Illinois Appellate Court, Fourth District
Oct 22, 2021
2021 Ill. App. 4th 200049 (Ill. App. Ct. 2021)

Opinion

4-20-0049

10-22-2021

THE PEOPLE OF THE STATE OF ILLINOIS, Plaintiff-Appellee, v. BYRON E. DISHMAN, Defendant-Appellant.


This Order was filed under Supreme Court Rule 23 and is not precedent except in the limited circumstances allowed under Rule 23(e)(1).

Appeal from the Circuit Court of Champaign County No. 15CF1432 Honorable Thomas J. Difanis, Judge Presiding.

JUSTICE HARRIS delivered the judgment of the court. Presiding Justice Knecht and Justice DeArmond concurred in the judgment.

ORDER

HARRIS JUSTICE.

¶ 1 Held: (1) The trial court's judgment is reversed, and the cause remanded for a new hearing on the February 2019 petition to revoke defendant's probation where the court denied defendant the opportunity to obtain new counsel without conducting any inquiry into his request. (2) The trial court did not err when finding defendant restored to fitness.

¶ 2 Defendant, Byron E. Dishman, pleaded guilty to aggravated domestic battery (720 ILCS 5/12-3.3(a-5) (West 2014)) and was sentenced to a term of 24 months' probation. Twice, his probation was revoked, and he was resentenced to 12-month probation terms. On a third occasion, defendant's probation was revoked, and he was resentenced to four years in prison. He appeals from that third revocation and prison sentence, arguing the trial court erred by (1) denying his request to obtain new counsel and (2) restoring him to fitness without conducting an adequate, independent fitness inquiry. We reverse and remand.

> [PROMPT 1]: Please explain, using the court order above, why the appellate court reversed the trial court's judgment and remanded the case for a new hearing on the February 2019 petition to revoke probation.
> [PROMPT 2]: Carry on the court order in the Dishman appeal from the point where it stops.

Point localization data

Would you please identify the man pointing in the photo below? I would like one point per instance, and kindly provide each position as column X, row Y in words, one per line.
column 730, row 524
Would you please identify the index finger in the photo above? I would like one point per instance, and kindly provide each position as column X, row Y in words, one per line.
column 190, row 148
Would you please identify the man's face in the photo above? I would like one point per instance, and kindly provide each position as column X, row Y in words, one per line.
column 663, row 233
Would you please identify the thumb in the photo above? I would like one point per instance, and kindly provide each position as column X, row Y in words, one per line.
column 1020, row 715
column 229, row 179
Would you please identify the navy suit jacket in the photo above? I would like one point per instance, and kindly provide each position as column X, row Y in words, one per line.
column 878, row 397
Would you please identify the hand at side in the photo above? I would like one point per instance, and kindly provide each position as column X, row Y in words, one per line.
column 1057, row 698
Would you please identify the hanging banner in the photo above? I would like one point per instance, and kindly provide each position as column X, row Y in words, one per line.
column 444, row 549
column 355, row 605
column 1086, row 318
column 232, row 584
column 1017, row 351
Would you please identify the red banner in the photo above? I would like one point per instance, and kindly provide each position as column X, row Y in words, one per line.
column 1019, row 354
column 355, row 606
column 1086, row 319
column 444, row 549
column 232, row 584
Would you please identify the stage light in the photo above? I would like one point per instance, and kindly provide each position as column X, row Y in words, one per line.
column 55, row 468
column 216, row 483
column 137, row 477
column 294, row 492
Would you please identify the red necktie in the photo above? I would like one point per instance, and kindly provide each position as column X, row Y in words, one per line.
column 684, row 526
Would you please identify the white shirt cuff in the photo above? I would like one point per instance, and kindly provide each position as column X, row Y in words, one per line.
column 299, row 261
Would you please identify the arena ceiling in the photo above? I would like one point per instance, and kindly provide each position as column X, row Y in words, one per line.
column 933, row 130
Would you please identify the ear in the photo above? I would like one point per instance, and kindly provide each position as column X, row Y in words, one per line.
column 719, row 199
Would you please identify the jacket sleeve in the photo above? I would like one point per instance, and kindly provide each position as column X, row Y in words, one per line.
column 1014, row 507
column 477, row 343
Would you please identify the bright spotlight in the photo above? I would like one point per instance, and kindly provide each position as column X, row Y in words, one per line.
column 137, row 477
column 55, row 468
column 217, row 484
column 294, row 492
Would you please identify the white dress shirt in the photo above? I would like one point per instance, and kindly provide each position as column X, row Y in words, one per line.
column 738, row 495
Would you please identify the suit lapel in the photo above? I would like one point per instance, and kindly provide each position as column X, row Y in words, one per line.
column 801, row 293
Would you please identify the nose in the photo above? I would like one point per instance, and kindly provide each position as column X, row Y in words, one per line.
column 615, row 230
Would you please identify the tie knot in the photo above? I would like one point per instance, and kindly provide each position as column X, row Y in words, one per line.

> [TASK RESULT 1]: The trial court denied the defendant the opportunity to obtain new counsel without conducting any inquiry into his request. For that reason the appellate court reversed and remanded for a new hearing on the February 2019 petition.

> [TASK RESULT 2]:
¶ 3 I. BACKGROUND

¶ 4 In October 2015, the State charged defendant with aggravated domestic battery (id.), alleging he intentionally strangled the victim, who was his family or household member. In November 2015, defendant pleaded guilty to that offense and was sentenced to 24 months' probation.

¶ 5 In September 2017, the State filed a petition to revoke defendant's probation. In November 2017, defendant admitted to probation violations, and the trial court resentenced him to 12 months' probation. In February 2018, the State sought to revoke defendant's probation a second time. In March 2018, defendant, again, admitted to violating his probation, and the court resentenced him to another term of 12 months' probation. Both times, defendant requested the appointment of counsel, he filed affidavits in support of his request, and the court appointed an attorney to represent him. In his affidavits, defendant alleged he was unemployed and receiving social security income.

¶ 6 In February 2019, the State filed a third petition to revoke defendant's probation. It alleged he violated the conditions of his probation by failing to report to the Champaign County Court Services Office as directed, testing positive for cannabis, and failing to obtain an accurate substance abuse evaluation. On March 14, 2019, defendant was arraigned on the petition to revoke, and, at his request, the trial court appointed the Champaign County public defender to represent him. Again, he submitted an affidavit in support of his request, alleging he was unemployed but receiving social security income. The same day, Assistant Public Defender Marcie Sanchez Tio entered a general denial to the allegations in the petition to revoke on defendant's behalf.

¶ 7 On March 25, 2019, defendant appeared in court for a status hearing with Assistant Public Defender Lindsey Yanchus, and the matter was set for further hearing. The record reflects that, against his counsel's advice, defendant addressed the trial court and asserted his original guilty plea had been forced, the problems he faced "revolve[d] around [his attempts to see his] daughter," and "the marijuana thing that [he] did was out of stress." Following defendant's statement about marijuana, Yanchus objected on the basis that defendant was confessing to allegations contained in the petition to revoke. The court then stated it was "gonna cut [defendant] off" and advised him "to speak to his attorney about further issues."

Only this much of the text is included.